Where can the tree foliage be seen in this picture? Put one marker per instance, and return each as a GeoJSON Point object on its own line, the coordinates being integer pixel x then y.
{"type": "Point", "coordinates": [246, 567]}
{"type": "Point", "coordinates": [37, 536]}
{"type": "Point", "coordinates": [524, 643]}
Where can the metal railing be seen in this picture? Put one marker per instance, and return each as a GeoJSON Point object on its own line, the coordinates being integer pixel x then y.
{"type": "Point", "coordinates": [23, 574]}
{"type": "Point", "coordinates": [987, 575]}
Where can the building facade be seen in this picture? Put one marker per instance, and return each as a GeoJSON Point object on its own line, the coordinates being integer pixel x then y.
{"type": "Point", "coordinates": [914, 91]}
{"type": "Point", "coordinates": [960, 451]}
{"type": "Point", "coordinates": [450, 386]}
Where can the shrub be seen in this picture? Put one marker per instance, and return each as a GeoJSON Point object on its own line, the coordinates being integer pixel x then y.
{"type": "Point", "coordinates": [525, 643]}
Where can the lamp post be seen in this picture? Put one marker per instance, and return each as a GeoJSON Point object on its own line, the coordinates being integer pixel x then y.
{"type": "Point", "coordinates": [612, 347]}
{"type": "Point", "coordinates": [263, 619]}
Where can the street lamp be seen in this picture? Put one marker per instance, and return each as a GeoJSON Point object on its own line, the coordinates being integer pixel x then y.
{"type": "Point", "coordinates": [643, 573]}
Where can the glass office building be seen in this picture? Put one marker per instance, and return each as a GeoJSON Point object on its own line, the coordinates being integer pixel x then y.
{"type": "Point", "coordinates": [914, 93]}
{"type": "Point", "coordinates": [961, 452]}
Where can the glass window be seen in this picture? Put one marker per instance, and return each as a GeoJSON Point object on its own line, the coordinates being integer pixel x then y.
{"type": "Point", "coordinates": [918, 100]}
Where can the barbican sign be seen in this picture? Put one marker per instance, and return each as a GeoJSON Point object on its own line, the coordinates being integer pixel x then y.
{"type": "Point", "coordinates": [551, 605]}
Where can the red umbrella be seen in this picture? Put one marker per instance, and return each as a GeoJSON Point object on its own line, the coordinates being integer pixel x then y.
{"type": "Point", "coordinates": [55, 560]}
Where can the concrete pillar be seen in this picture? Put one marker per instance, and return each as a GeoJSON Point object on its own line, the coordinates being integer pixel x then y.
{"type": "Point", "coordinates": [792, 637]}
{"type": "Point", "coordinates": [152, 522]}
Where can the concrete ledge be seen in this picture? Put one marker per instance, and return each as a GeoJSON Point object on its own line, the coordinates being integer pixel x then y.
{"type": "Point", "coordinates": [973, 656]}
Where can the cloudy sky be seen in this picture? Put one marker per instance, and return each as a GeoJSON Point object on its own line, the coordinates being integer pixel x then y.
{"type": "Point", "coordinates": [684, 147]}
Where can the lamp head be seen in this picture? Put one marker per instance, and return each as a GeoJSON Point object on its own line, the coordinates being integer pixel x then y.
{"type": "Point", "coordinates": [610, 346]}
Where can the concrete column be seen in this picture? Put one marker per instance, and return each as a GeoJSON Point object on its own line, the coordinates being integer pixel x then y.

════════

Convert the entire listing above into a numbered list with one line per item, omitting any blank lines.

[Right answer]
1. Where can the tree foliage be seen in this picture? Put one marker per instance, and return each as a GeoJSON Point object on its own line, the coordinates being integer pixel x then y.
2. {"type": "Point", "coordinates": [246, 567]}
3. {"type": "Point", "coordinates": [37, 536]}
4. {"type": "Point", "coordinates": [524, 643]}
5. Where can the metal railing be seen in this picture? Put one marker per instance, and return each as a GeoJSON Point object on its own line, the coordinates being integer pixel x then y.
6. {"type": "Point", "coordinates": [23, 574]}
7. {"type": "Point", "coordinates": [987, 575]}
8. Where can the building facade be seen in this picture? Put one marker per instance, and return each as a GeoJSON Point object on its own line, the coordinates being integer pixel x then y.
9. {"type": "Point", "coordinates": [914, 91]}
10. {"type": "Point", "coordinates": [960, 451]}
11. {"type": "Point", "coordinates": [450, 386]}
12. Where can the shrub be seen in this picture? Put one marker per instance, and return each as a GeoJSON Point object on its own line, the coordinates being integer pixel x then y.
13. {"type": "Point", "coordinates": [525, 643]}
14. Where can the lamp post be seen in this picture? Put one marker per instance, and return each as a GeoJSON Point object on its own line, the coordinates being integer pixel x then y.
15. {"type": "Point", "coordinates": [612, 347]}
16. {"type": "Point", "coordinates": [263, 619]}
17. Where can the street lamp be seen in this picture? Put one marker per instance, and return each as a GeoJSON Point object on its own line, the coordinates being integer pixel x then y.
18. {"type": "Point", "coordinates": [643, 573]}
19. Where can the glass office building be seen in this picture? Put one marker per instance, and return each as a GeoJSON Point object on its own line, the coordinates being integer pixel x then y.
20. {"type": "Point", "coordinates": [914, 93]}
21. {"type": "Point", "coordinates": [961, 452]}
22. Where can the glass window be seen in this picture? Put one marker per instance, and return each as a GeoJSON Point object on its own line, the coordinates being integer pixel x then y.
23. {"type": "Point", "coordinates": [918, 100]}
24. Where can the barbican sign be seen in this picture? Put one marker per instance, and return each as a GeoJSON Point object on its own line, the coordinates being integer pixel x then y.
25. {"type": "Point", "coordinates": [551, 605]}
26. Where can the red umbrella be seen in this picture? Put one marker per instance, and return each as a GeoJSON Point object on its own line, the coordinates being integer pixel x then y.
27. {"type": "Point", "coordinates": [55, 560]}
28. Where can the concrete pillar be seen in this picture? Put one marker per instance, and return each as a GeoJSON Point object on its own line, the coordinates being integer pixel x then y.
29. {"type": "Point", "coordinates": [792, 637]}
30. {"type": "Point", "coordinates": [152, 522]}
31. Where can the concrete ledge be seen in this picture? Put one marker per instance, and return each as a GeoJSON Point object on its own line, the coordinates being integer pixel x then y.
32. {"type": "Point", "coordinates": [973, 656]}
33. Where can the cloudy sky be seen in this picture? Put one marker per instance, and return each as a GeoJSON Point object on its own line, the coordinates being integer pixel x then y.
34. {"type": "Point", "coordinates": [684, 147]}
35. Where can the lamp head be seen in this picture? Put one marker per instance, and return each as a GeoJSON Point object on its own line, the coordinates being integer pixel x then y.
36. {"type": "Point", "coordinates": [610, 346]}
37. Where can the concrete column be seen in this picture? Put one marker per instance, and return each as a GeoJSON Point object on its own line, the coordinates being integer pixel x then y.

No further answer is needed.